PROBLEM REQUIREMENTS - Put every line of the records below into a numbered list, leaving out any blank lines.

SUPPLIED INFORMATION -
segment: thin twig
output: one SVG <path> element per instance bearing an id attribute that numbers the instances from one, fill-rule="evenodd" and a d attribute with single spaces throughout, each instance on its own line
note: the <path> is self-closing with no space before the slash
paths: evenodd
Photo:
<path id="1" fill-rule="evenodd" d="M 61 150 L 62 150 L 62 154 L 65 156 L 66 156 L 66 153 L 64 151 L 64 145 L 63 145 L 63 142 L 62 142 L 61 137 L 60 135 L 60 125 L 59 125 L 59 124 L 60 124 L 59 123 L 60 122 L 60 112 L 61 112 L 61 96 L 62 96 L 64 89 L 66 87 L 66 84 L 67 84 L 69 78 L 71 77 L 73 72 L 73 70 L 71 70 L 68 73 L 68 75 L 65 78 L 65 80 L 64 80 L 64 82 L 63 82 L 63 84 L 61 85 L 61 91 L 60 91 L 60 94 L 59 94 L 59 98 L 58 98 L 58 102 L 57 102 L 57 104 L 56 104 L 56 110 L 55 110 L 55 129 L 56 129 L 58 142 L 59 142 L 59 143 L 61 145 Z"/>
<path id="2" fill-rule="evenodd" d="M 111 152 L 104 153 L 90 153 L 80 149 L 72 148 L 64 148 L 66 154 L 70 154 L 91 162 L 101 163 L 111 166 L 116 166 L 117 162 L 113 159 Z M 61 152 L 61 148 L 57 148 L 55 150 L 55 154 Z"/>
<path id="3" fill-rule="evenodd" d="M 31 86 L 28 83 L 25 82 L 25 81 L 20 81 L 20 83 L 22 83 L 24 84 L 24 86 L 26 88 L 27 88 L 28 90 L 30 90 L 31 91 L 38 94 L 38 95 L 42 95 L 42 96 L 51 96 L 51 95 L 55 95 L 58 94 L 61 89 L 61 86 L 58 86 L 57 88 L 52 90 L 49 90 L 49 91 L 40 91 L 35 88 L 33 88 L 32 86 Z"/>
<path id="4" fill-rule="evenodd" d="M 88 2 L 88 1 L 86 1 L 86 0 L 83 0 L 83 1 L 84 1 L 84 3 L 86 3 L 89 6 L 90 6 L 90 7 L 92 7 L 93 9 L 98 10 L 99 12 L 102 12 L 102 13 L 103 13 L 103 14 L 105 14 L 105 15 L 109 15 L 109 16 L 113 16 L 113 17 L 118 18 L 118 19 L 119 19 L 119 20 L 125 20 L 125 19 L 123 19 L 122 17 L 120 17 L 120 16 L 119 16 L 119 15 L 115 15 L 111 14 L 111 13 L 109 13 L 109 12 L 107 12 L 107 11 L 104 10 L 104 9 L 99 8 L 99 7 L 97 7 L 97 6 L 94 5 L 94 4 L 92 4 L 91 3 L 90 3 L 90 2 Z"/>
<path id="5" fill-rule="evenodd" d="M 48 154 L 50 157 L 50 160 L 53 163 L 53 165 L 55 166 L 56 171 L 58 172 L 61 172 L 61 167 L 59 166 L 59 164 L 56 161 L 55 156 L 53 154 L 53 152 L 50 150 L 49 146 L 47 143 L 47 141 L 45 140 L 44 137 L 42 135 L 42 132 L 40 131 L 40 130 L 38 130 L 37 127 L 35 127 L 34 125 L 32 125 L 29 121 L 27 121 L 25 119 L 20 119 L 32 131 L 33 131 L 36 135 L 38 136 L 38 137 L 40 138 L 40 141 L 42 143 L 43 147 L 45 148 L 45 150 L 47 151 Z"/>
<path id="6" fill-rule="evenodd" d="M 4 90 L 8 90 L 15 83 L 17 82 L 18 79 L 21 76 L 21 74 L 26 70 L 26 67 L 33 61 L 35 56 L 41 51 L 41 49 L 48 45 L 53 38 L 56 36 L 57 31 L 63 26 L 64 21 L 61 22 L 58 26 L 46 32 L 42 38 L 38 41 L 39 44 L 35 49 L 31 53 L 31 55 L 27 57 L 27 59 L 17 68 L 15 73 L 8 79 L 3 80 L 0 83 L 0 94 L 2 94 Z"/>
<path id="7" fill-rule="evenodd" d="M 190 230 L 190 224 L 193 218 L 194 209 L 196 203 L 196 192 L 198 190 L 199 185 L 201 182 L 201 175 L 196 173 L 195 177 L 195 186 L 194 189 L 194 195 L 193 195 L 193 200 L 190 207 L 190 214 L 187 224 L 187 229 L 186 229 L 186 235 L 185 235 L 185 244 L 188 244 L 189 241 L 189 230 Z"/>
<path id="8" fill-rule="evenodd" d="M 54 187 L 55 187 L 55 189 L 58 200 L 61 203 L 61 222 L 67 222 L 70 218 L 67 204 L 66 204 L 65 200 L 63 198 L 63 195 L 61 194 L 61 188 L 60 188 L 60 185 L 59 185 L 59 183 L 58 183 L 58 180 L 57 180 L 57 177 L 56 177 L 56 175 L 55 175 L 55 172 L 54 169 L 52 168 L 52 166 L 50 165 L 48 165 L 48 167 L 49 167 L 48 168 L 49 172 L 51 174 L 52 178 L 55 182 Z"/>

THE COMPLETED TASK -
1. segment: thin twig
2. output: one SVG <path> element per instance bearing an id attribute that numbers the instances from one, fill-rule="evenodd" and a d attribute with single spaces throughout, each instance on its own line
3. note: the <path> is self-closing with no space before the slash
4. paths: evenodd
5. Photo:
6. <path id="1" fill-rule="evenodd" d="M 61 150 L 62 150 L 62 154 L 65 156 L 66 156 L 66 153 L 64 151 L 64 145 L 63 145 L 63 142 L 62 142 L 61 137 L 60 135 L 60 125 L 59 125 L 59 124 L 60 124 L 59 123 L 60 122 L 60 112 L 61 112 L 61 96 L 62 96 L 64 89 L 66 87 L 66 84 L 67 84 L 69 78 L 71 77 L 73 72 L 73 70 L 71 70 L 68 73 L 68 75 L 65 78 L 65 80 L 64 80 L 64 82 L 63 82 L 63 84 L 61 85 L 61 91 L 60 91 L 60 94 L 59 94 L 59 98 L 58 98 L 58 102 L 57 102 L 57 104 L 56 104 L 56 110 L 55 110 L 55 129 L 56 129 L 58 142 L 59 142 L 59 143 L 61 145 Z"/>
7. <path id="2" fill-rule="evenodd" d="M 111 152 L 104 153 L 90 153 L 80 149 L 72 148 L 64 148 L 66 154 L 70 154 L 91 162 L 101 163 L 111 166 L 116 166 L 117 162 L 113 159 Z M 61 152 L 61 148 L 57 148 L 55 150 L 55 154 Z"/>
8. <path id="3" fill-rule="evenodd" d="M 31 86 L 28 83 L 25 82 L 25 81 L 20 81 L 20 83 L 22 83 L 24 84 L 24 86 L 26 88 L 27 88 L 28 90 L 30 90 L 31 91 L 38 94 L 38 95 L 42 95 L 42 96 L 51 96 L 51 95 L 55 95 L 58 94 L 61 89 L 61 86 L 58 86 L 57 88 L 52 90 L 49 90 L 49 91 L 40 91 L 35 88 L 33 88 L 32 86 Z"/>
9. <path id="4" fill-rule="evenodd" d="M 88 2 L 88 1 L 86 1 L 86 0 L 83 0 L 83 1 L 84 1 L 84 3 L 86 3 L 89 6 L 90 6 L 90 7 L 92 7 L 93 9 L 98 10 L 99 12 L 102 12 L 102 13 L 103 13 L 103 14 L 105 14 L 105 15 L 109 15 L 109 16 L 113 16 L 113 17 L 118 18 L 118 19 L 119 19 L 119 20 L 125 20 L 125 19 L 123 19 L 122 17 L 120 17 L 120 16 L 119 16 L 119 15 L 115 15 L 111 14 L 111 13 L 109 13 L 109 12 L 107 12 L 107 11 L 104 10 L 104 9 L 99 8 L 99 7 L 97 7 L 97 6 L 94 5 L 94 4 L 92 4 L 91 3 L 90 3 L 90 2 Z"/>
10. <path id="5" fill-rule="evenodd" d="M 48 154 L 50 157 L 50 160 L 53 163 L 53 165 L 55 166 L 56 171 L 58 172 L 61 172 L 61 167 L 59 166 L 59 164 L 56 161 L 55 156 L 53 154 L 53 152 L 50 150 L 49 146 L 47 143 L 47 141 L 45 140 L 44 137 L 42 135 L 42 132 L 40 131 L 40 130 L 38 130 L 37 127 L 35 127 L 34 125 L 32 125 L 29 121 L 27 121 L 25 119 L 20 119 L 32 131 L 33 131 L 36 135 L 38 136 L 38 137 L 40 138 L 40 141 L 42 143 L 43 147 L 45 148 L 45 150 L 47 151 Z"/>
11. <path id="6" fill-rule="evenodd" d="M 4 90 L 8 90 L 15 83 L 17 82 L 18 79 L 21 76 L 21 74 L 26 70 L 26 67 L 33 61 L 35 56 L 41 51 L 41 49 L 48 45 L 53 38 L 56 36 L 57 31 L 63 26 L 64 21 L 61 22 L 58 26 L 46 32 L 42 38 L 38 41 L 39 44 L 35 49 L 31 53 L 31 55 L 27 57 L 27 59 L 17 68 L 15 73 L 8 79 L 3 80 L 0 83 L 0 94 L 2 94 Z"/>
12. <path id="7" fill-rule="evenodd" d="M 190 230 L 190 224 L 193 218 L 194 209 L 196 203 L 196 192 L 198 190 L 199 185 L 201 182 L 201 175 L 196 173 L 195 177 L 195 186 L 194 189 L 194 195 L 193 195 L 193 200 L 190 207 L 190 214 L 187 224 L 187 229 L 186 229 L 186 235 L 185 235 L 185 244 L 188 244 L 189 241 L 189 230 Z"/>
13. <path id="8" fill-rule="evenodd" d="M 54 187 L 55 187 L 55 189 L 58 200 L 61 203 L 61 222 L 67 222 L 70 218 L 67 204 L 66 204 L 65 200 L 63 198 L 63 195 L 61 194 L 61 188 L 60 188 L 60 185 L 59 185 L 59 183 L 58 183 L 58 180 L 57 180 L 57 177 L 56 177 L 56 175 L 55 175 L 55 172 L 54 169 L 52 168 L 52 166 L 50 165 L 48 165 L 48 167 L 49 167 L 48 168 L 49 172 L 51 174 L 52 178 L 55 182 Z"/>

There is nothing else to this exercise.